= Exercise directions =
Filter the data for "shirt" and copy matching lines.

Stored entries:
= Beginning of Section =

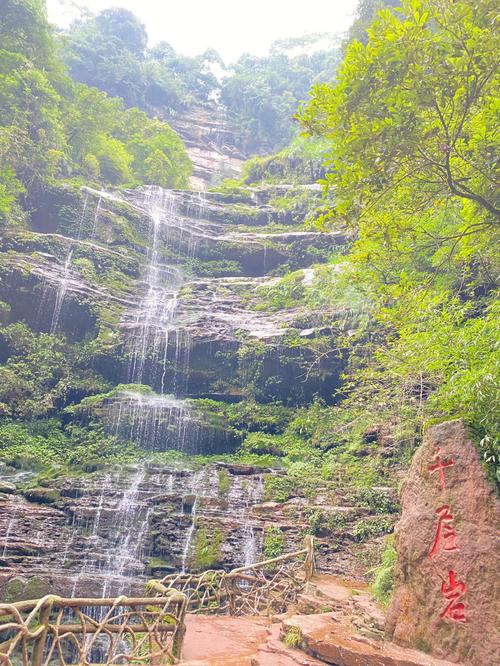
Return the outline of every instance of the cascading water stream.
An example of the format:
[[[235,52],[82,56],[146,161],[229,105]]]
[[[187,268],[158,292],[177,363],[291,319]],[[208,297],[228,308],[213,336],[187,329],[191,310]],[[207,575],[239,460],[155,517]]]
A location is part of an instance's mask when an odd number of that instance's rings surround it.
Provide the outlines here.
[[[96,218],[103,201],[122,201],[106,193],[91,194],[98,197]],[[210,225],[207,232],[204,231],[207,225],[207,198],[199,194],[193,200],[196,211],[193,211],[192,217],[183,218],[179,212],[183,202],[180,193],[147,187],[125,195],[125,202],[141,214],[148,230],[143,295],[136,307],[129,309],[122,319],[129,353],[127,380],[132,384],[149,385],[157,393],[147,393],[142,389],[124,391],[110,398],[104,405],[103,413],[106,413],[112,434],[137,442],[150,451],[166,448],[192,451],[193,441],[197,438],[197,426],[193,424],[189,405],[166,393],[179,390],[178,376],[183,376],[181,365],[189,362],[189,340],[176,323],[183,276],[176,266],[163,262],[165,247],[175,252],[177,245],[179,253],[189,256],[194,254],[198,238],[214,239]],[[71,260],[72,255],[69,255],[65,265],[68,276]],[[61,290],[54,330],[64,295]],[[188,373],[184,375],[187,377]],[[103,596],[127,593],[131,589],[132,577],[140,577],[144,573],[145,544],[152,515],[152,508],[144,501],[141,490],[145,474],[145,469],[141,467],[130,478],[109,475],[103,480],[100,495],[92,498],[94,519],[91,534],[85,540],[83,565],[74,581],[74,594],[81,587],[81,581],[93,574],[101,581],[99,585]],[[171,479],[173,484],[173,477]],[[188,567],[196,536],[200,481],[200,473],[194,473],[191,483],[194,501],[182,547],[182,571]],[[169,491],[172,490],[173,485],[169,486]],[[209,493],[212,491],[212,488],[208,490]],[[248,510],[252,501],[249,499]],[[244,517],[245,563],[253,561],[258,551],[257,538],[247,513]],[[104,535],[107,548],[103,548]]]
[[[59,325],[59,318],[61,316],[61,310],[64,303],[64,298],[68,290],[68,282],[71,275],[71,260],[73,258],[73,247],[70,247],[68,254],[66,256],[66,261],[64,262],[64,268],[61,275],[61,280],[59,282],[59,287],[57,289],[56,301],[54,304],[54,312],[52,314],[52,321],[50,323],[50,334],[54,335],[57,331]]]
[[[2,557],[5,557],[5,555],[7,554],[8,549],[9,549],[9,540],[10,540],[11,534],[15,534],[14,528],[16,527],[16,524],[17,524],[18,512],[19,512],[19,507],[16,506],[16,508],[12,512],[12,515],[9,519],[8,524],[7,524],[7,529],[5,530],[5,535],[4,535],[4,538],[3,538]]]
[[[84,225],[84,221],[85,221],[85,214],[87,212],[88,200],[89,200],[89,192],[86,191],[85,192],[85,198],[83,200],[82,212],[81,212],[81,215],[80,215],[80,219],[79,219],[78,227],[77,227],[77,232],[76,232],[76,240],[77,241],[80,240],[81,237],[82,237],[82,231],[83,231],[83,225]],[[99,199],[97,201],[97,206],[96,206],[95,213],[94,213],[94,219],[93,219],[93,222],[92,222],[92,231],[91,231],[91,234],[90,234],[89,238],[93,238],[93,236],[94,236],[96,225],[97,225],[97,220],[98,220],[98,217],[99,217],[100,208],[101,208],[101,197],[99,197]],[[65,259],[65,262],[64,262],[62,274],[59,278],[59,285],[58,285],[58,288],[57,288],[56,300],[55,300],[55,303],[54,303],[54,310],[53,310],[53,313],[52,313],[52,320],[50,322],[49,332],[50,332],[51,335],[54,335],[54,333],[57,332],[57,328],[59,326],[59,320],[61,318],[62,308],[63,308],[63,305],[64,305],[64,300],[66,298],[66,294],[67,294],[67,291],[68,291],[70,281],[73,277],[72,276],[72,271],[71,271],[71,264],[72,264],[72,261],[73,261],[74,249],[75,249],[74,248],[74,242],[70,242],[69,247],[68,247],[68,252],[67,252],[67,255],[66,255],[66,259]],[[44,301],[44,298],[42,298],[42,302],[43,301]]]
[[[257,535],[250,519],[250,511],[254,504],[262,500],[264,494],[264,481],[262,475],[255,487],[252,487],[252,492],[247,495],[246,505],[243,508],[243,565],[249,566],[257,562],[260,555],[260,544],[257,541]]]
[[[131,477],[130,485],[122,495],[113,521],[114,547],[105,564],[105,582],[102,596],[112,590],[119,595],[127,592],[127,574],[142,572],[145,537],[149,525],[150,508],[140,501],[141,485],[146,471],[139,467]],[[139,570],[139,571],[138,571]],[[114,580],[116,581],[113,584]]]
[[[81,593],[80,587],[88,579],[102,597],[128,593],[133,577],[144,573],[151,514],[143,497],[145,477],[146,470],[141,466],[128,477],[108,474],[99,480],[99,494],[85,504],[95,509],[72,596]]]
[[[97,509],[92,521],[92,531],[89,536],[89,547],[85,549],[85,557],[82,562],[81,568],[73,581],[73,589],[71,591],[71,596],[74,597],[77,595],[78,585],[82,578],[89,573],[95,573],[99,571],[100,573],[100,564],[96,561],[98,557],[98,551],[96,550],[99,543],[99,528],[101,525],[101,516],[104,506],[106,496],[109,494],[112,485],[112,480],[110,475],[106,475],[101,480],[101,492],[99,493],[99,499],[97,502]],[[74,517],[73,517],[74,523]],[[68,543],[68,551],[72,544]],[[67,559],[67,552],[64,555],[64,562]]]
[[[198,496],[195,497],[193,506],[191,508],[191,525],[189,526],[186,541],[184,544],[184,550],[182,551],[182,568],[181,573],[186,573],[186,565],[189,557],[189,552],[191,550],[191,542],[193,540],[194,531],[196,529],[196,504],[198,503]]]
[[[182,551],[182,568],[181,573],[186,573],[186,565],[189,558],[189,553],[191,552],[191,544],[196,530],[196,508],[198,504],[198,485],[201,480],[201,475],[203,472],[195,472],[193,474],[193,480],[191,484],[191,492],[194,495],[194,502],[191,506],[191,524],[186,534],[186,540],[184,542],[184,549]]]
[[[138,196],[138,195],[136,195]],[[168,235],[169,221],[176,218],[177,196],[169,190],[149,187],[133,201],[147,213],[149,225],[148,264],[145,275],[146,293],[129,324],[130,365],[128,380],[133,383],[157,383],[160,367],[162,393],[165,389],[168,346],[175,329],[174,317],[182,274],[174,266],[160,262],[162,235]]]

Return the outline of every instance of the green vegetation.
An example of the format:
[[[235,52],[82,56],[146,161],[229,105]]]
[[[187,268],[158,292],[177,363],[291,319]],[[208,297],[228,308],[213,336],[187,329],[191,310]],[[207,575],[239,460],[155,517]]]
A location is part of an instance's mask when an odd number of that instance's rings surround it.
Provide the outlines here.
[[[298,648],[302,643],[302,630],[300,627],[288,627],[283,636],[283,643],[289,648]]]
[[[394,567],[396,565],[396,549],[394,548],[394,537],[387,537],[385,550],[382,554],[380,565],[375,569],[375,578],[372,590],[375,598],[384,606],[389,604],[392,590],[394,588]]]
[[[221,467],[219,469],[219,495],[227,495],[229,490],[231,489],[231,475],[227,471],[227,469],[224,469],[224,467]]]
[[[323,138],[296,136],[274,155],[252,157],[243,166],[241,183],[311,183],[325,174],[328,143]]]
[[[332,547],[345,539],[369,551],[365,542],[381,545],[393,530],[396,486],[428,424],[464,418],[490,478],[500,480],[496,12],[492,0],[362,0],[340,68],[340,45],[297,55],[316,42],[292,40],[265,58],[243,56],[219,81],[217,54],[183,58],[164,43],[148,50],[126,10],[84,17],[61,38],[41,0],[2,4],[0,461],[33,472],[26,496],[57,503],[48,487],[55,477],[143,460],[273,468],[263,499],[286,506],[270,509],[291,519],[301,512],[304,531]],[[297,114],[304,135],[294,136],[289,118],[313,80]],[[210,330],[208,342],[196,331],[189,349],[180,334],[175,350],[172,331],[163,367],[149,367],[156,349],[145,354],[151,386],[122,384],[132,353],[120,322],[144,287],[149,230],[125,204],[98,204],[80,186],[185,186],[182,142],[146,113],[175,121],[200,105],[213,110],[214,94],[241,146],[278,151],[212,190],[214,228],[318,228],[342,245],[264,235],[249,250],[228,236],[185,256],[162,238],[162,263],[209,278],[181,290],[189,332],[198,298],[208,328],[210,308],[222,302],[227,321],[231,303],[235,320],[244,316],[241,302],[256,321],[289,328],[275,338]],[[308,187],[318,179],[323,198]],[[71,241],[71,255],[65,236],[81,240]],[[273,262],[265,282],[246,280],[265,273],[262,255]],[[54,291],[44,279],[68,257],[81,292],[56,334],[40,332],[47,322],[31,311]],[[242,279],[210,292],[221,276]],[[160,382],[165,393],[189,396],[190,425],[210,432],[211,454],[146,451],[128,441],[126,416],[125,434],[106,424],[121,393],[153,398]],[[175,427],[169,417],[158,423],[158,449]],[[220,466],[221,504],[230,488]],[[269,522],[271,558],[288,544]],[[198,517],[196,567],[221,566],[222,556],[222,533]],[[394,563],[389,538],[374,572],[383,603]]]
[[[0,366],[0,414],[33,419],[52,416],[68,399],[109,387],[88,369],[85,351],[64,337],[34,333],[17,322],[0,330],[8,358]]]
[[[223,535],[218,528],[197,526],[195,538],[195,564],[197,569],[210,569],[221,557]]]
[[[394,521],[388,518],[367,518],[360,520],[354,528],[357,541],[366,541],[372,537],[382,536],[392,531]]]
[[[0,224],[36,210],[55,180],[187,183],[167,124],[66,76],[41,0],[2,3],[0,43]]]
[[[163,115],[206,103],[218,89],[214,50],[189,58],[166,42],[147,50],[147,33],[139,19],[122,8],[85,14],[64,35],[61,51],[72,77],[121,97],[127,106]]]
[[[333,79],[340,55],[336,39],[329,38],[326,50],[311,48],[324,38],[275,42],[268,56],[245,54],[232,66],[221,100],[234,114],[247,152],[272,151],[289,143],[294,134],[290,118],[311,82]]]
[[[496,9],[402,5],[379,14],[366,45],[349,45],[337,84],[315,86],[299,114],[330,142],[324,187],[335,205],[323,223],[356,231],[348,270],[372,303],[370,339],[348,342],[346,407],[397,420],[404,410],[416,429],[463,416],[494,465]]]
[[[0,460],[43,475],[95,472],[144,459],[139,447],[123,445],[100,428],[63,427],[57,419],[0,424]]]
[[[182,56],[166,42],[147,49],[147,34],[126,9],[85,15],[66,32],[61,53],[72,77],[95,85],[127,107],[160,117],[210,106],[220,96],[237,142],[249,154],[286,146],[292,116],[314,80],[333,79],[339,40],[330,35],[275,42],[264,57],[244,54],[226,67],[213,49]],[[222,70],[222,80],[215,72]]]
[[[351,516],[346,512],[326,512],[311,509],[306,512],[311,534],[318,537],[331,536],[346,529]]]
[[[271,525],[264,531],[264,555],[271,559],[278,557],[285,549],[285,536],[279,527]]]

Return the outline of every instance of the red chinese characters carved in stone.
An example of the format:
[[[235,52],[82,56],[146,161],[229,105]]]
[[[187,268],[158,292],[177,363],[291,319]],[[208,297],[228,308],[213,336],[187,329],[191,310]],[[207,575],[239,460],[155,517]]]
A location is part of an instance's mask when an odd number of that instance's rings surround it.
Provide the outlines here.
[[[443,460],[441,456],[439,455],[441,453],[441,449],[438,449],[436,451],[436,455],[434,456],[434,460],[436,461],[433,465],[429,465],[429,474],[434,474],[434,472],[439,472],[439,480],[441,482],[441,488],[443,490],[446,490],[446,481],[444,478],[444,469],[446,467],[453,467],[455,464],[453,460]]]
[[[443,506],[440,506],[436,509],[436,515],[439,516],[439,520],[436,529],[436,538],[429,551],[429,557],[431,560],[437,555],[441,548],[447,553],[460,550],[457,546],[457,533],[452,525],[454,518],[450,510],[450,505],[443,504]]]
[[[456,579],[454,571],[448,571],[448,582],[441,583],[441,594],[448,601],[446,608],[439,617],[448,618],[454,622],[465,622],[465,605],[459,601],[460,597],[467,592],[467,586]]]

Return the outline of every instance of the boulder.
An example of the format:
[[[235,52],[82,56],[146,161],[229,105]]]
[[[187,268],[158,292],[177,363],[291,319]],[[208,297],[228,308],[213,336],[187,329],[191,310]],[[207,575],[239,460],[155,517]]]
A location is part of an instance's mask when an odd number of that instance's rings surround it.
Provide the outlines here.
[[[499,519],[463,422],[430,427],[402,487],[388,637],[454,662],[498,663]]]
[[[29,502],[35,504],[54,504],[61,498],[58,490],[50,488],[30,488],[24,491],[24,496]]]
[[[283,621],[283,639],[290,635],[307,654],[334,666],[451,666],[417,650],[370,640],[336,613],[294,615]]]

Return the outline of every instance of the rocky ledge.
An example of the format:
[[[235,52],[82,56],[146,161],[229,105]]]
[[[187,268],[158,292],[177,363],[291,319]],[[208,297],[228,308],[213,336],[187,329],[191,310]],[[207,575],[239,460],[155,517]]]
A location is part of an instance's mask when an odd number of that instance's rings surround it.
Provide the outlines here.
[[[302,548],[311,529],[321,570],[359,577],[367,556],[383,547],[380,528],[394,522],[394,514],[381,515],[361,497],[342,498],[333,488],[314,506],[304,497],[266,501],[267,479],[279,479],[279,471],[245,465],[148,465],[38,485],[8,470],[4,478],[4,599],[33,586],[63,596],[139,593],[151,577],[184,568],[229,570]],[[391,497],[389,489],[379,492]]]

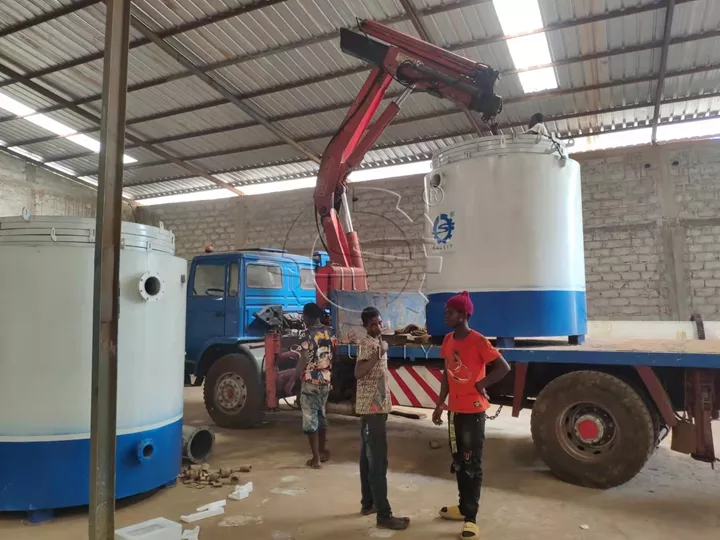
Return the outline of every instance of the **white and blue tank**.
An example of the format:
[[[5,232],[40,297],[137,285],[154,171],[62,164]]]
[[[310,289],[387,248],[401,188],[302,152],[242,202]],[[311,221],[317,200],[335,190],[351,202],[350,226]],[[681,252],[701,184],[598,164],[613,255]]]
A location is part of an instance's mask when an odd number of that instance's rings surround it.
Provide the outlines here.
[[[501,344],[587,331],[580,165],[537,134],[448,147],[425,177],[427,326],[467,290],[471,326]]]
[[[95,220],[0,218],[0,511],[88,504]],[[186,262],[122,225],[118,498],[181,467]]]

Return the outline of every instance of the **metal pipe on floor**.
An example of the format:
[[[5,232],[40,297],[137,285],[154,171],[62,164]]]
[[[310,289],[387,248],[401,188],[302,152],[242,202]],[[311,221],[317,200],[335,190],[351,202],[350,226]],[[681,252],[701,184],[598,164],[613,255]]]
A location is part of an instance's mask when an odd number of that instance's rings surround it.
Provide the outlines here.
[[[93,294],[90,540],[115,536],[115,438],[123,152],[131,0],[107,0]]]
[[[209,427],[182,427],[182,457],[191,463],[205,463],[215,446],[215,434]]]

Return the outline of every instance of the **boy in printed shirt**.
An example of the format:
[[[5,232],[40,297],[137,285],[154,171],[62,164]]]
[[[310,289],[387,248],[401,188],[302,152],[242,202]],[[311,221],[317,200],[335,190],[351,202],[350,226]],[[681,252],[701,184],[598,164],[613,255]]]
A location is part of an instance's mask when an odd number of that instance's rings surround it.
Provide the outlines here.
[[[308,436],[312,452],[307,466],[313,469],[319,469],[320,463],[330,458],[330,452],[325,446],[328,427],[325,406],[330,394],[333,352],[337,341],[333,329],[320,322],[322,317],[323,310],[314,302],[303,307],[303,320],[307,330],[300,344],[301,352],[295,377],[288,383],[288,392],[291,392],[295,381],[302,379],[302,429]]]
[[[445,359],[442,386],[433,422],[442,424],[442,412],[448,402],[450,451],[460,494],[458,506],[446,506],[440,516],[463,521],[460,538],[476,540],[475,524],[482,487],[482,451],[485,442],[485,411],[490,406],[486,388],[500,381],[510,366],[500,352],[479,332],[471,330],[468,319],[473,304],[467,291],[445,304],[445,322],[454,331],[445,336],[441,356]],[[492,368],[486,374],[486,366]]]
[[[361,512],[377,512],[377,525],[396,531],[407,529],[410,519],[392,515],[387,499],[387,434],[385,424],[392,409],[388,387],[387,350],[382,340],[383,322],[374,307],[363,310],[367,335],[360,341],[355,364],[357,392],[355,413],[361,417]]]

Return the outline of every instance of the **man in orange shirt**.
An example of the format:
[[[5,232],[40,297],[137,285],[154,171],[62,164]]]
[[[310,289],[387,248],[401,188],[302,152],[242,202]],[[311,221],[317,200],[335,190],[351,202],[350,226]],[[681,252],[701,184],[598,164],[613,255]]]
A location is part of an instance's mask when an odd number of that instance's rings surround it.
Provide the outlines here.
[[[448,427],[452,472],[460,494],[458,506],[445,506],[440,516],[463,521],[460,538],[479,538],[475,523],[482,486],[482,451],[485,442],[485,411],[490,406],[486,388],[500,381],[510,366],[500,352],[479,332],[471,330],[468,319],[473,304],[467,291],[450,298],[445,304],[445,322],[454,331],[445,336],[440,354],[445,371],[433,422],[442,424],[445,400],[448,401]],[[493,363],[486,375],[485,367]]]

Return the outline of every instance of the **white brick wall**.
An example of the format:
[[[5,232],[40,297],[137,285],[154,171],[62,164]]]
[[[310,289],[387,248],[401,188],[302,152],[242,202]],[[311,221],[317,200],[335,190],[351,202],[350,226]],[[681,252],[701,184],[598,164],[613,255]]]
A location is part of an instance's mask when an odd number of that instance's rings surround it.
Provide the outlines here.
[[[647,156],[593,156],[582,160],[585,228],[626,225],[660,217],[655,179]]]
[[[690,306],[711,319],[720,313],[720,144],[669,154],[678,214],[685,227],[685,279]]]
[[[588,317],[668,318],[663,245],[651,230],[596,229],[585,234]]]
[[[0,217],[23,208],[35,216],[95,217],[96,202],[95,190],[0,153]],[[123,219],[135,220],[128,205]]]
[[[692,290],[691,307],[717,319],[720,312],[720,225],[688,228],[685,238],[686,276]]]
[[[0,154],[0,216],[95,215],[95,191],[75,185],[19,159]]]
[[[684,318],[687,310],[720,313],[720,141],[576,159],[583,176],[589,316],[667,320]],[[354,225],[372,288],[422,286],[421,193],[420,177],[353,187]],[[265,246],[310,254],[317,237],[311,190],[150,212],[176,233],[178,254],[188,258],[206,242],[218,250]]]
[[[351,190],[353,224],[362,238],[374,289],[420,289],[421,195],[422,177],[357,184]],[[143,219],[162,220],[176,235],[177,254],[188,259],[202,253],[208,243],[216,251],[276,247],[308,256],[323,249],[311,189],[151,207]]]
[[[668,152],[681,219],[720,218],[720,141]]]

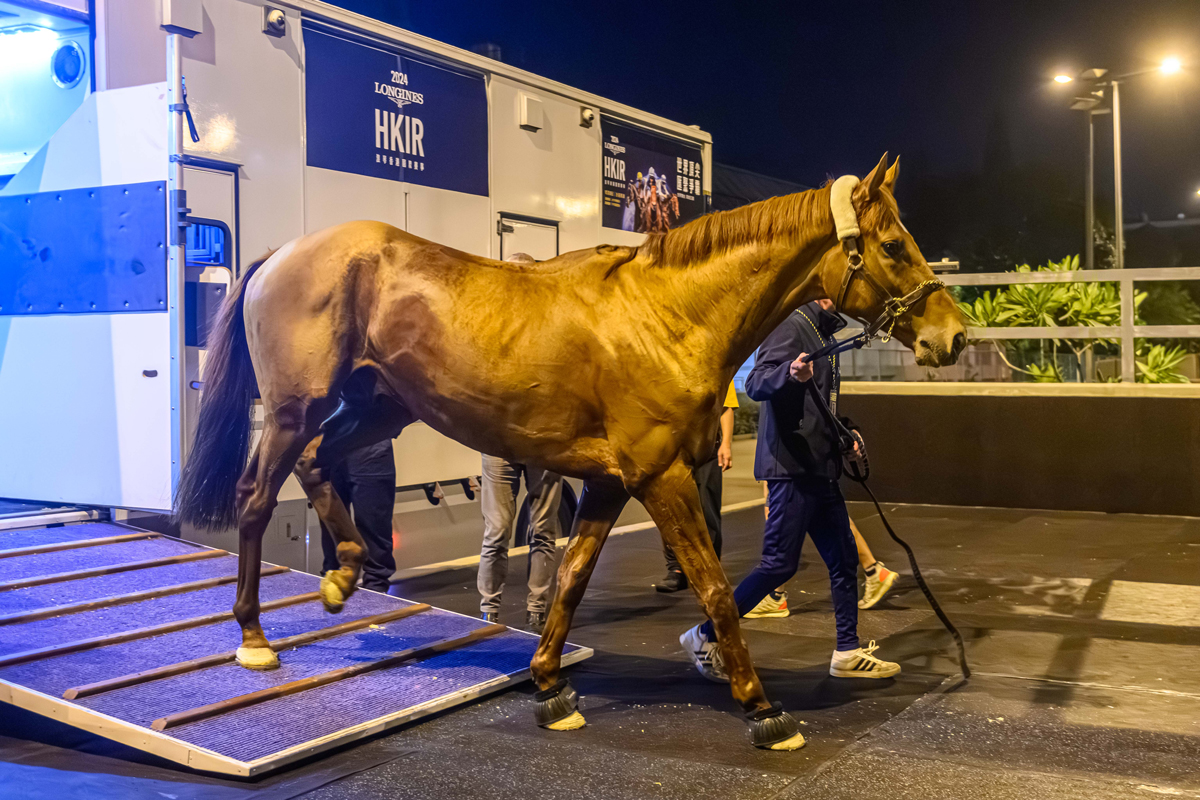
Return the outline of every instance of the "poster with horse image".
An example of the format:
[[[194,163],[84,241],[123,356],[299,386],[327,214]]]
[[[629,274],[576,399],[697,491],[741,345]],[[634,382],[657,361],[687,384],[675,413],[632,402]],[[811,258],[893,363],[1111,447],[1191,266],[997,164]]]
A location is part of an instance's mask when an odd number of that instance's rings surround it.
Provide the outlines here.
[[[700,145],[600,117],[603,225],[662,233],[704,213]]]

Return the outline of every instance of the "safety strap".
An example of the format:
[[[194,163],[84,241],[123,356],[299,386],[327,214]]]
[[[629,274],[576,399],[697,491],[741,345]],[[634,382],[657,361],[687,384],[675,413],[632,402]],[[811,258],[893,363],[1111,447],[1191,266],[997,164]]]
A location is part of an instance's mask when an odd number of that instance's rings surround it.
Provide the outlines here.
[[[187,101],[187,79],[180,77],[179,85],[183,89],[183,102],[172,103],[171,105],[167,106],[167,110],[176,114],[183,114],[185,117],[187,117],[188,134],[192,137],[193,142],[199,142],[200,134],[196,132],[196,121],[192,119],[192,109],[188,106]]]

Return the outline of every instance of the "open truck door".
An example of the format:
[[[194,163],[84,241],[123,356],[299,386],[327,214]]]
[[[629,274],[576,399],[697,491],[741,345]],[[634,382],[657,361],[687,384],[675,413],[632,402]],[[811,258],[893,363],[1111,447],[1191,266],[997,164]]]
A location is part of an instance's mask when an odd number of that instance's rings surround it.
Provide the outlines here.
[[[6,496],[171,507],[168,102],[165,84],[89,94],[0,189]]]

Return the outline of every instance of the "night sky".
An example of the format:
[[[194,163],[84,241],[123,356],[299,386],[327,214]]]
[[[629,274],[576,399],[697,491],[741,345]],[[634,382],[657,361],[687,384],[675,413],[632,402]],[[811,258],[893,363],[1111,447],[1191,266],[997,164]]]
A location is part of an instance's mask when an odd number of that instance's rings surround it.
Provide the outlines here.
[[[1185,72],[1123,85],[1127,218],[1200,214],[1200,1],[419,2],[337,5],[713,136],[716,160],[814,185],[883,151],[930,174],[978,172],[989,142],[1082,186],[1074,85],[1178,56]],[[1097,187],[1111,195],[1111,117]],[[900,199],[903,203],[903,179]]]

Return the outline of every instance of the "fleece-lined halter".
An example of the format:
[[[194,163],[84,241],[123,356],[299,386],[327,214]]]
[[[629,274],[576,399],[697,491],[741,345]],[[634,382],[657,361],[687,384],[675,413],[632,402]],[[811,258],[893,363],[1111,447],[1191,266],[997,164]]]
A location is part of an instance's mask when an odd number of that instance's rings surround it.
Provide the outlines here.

= End of Section =

= Answer section =
Return the outline of every instance of the **boy in printed shirt**.
Return the outline of every instance of the **man in orange shirt**.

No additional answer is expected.